» **Task instructions**: Rewrite the following lines as a numbered list, omitting any blank lines.

» **Entries for labeling object positions**:
= = = = =
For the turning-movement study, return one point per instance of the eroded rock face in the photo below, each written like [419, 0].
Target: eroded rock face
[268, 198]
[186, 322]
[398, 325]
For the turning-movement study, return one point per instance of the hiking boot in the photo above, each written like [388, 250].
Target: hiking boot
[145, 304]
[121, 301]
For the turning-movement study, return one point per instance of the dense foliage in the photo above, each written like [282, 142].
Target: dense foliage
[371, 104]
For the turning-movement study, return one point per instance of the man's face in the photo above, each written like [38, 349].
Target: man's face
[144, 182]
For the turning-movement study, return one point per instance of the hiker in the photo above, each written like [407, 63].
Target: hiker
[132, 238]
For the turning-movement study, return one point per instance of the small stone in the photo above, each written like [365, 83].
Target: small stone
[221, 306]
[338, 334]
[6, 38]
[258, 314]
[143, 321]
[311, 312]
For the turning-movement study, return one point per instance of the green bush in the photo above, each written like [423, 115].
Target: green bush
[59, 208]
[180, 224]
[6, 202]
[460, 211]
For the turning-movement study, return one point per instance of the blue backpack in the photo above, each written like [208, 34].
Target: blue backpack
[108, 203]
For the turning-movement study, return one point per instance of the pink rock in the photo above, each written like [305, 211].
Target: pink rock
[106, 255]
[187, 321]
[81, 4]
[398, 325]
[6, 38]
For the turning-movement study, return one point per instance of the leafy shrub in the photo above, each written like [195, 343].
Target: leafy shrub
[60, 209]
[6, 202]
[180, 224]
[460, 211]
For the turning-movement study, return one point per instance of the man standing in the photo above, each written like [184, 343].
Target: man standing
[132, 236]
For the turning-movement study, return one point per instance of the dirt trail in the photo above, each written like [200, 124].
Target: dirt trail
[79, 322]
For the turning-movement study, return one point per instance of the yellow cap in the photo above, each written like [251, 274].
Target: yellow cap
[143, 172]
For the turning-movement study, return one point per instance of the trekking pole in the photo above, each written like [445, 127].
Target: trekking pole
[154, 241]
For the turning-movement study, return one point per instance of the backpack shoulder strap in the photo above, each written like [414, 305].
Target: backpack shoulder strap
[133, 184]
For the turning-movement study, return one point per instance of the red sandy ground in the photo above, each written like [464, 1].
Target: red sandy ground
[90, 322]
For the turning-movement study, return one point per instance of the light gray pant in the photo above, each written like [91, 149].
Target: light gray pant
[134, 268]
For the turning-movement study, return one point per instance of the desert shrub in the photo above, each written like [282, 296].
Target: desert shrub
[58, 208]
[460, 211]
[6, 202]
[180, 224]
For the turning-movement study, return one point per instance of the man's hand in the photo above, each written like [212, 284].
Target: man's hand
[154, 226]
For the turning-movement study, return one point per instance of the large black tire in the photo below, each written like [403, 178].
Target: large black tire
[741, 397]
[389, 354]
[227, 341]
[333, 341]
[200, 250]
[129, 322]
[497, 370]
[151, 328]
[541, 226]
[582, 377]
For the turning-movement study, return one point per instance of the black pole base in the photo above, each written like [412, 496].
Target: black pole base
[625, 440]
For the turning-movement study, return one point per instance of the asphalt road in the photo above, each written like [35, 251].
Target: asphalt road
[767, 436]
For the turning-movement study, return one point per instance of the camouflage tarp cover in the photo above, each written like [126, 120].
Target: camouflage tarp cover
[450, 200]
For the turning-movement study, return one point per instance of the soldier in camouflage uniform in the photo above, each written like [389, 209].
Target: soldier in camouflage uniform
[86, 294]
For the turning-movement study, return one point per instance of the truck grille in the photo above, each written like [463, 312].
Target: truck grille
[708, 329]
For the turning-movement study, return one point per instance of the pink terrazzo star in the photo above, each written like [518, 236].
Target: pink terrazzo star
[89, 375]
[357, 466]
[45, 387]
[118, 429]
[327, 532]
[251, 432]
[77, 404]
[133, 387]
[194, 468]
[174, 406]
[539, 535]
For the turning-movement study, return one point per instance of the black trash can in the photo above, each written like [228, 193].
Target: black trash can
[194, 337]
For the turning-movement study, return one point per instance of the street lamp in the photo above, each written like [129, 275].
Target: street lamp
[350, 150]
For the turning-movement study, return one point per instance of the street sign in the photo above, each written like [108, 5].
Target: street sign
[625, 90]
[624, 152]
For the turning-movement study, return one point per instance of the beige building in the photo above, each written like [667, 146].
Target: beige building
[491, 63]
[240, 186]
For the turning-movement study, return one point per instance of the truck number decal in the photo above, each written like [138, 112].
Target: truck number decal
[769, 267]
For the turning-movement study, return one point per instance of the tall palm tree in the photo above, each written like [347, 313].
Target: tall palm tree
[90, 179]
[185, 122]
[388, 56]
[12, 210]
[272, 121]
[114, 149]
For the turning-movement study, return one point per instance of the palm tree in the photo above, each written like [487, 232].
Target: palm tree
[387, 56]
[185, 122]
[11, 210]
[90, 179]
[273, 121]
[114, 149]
= = = = =
» **Result of the task**:
1. For the turning-movement study, return one point per instance of the eroded rock face in the photo below, each written like [419, 0].
2. Target: eroded rock face
3. [268, 198]
4. [186, 322]
5. [398, 325]
6. For the turning-movement study, return one point per instance of the hiking boot in the photo above, each written like [388, 250].
7. Target: hiking boot
8. [145, 304]
9. [121, 301]
10. For the turning-movement study, return one point per instance of the dense foliage in the photo above, each written like [282, 142].
11. Target: dense foliage
12. [371, 104]
13. For the turning-movement study, return one point per instance of the man's face in the photo above, each written like [38, 349].
14. Target: man's face
15. [144, 182]
16. For the turning-movement study, return one point per instance of the hiker in the photo above, each written like [407, 63].
17. Target: hiker
18. [132, 238]
19. For the turning-movement study, return one point per instance of the small stone in the photo above, each written like [365, 83].
20. Target: small stone
21. [221, 306]
22. [338, 334]
23. [6, 38]
24. [258, 314]
25. [143, 321]
26. [311, 312]
27. For the turning-movement study, return one point per instance of the green bush in the photo above, each written like [423, 115].
28. Target: green bush
29. [59, 208]
30. [180, 224]
31. [6, 202]
32. [460, 211]
33. For the turning-movement study, return one point per instance of the blue backpack in the photo above, each written like [208, 34].
34. Target: blue backpack
35. [108, 203]
36. For the turning-movement study, return one point per instance of the pink rock in the photo above, each written like [305, 211].
37. Target: pink rock
38. [106, 255]
39. [187, 321]
40. [81, 4]
41. [398, 325]
42. [6, 38]
43. For the turning-movement study, return one point per instance of the leafy shrub in the photo above, each written like [195, 343].
44. Target: leafy shrub
45. [60, 209]
46. [6, 202]
47. [180, 224]
48. [460, 211]
49. For the turning-movement study, return one point per instance of the man standing in the photo above, each written like [184, 343].
50. Target: man standing
51. [132, 236]
52. For the turning-movement study, return one point per instance of the dirt trail in the photo above, each written like [200, 124].
53. Target: dirt trail
54. [79, 322]
55. For the turning-movement study, return one point per instance of the yellow cap in the photo above, each written like [251, 274].
56. Target: yellow cap
57. [143, 172]
58. For the turning-movement study, return one point per instance of the trekking pole in the photo above, each written like [445, 127].
59. Target: trekking pole
60. [154, 241]
61. For the turning-movement study, return one point per instance of the backpack shoulder strap in the photo above, each written like [414, 305].
62. Target: backpack shoulder strap
63. [133, 184]
64. For the turning-movement study, return one point per instance of the red sandy ground in the photo above, each written like [464, 1].
65. Target: red sandy ground
66. [90, 322]
67. For the turning-movement study, return one point per instance of the light gray pant in the photo above, each written like [91, 149].
68. Target: light gray pant
69. [134, 268]
70. For the turning-movement study, return one point per instance of the desert shrub in the photo above, each written like [282, 296].
71. Target: desert shrub
72. [58, 208]
73. [460, 211]
74. [6, 202]
75. [180, 224]
76. For the turning-movement study, return one point per instance of the man's hand in the photo above, each written like [212, 284].
77. Target: man's hand
78. [154, 226]
79. For the turning-movement study, return one point per instance of the large black tire in the photo below, each written like [403, 178].
80. Target: large black tire
81. [741, 397]
82. [389, 354]
83. [227, 341]
84. [333, 341]
85. [200, 250]
86. [129, 322]
87. [497, 370]
88. [151, 328]
89. [541, 226]
90. [582, 377]
91. For the turning-movement study, return one point per instance of the black pole base in the photo above, each written like [412, 496].
92. Target: black pole base
93. [625, 440]
94. For the turning-movement study, return one point per instance of the asphalt road in the photo above, each written like [35, 251].
95. Target: asphalt road
96. [767, 436]
97. For the turning-movement study, return one point per instance of the camouflage tarp cover in the photo above, each written like [126, 120].
98. Target: camouflage tarp cover
99. [450, 200]
100. For the turning-movement study, return one point per instance of the soldier in camouflage uniform in the photo above, each written like [389, 209].
101. Target: soldier in camouflage uniform
102. [86, 294]
103. For the turning-movement study, return one point per instance of the truck grille in the photo above, each written like [463, 312].
104. Target: truck grille
105. [708, 329]
106. For the turning-movement study, return one point per instance of the pink terrazzo star in the photo above, each written like [518, 236].
107. Target: pink terrazzo star
108. [89, 375]
109. [357, 466]
110. [45, 387]
111. [118, 429]
112. [327, 532]
113. [251, 432]
114. [77, 404]
115. [133, 387]
116. [194, 468]
117. [174, 406]
118. [539, 535]
119. For the turning-movement study, return one point per instance of the black trash can in the photo above, each written like [228, 193].
120. Target: black trash can
121. [194, 337]
122. For the turning-movement study, return one point per instance of the street lamp in the photo above, each written like [129, 275].
123. Target: street lamp
124. [350, 150]
125. For the turning-movement study, return one point per instance of the street sign in the photo above, each written like [108, 5].
126. Target: street sign
127. [625, 90]
128. [624, 152]
129. For the turning-movement study, return one point per instance of the beige building in the photo above, each written like [667, 146].
130. Target: beige building
131. [491, 63]
132. [240, 186]
133. For the turning-movement study, return one point per instance of the truck number decal in the photo above, each written like [138, 112].
134. Target: truck number decal
135. [769, 267]
136. For the turning-movement study, return one point per instance of the tall palm tree in the photo above, each written like [347, 313].
137. Target: tall palm tree
138. [90, 179]
139. [185, 122]
140. [388, 56]
141. [12, 210]
142. [272, 121]
143. [114, 149]
144. For the turning-movement study, return one point per instance of the palm tree in the photo above, each written like [487, 232].
145. Target: palm tree
146. [387, 56]
147. [185, 122]
148. [11, 210]
149. [90, 179]
150. [273, 121]
151. [114, 149]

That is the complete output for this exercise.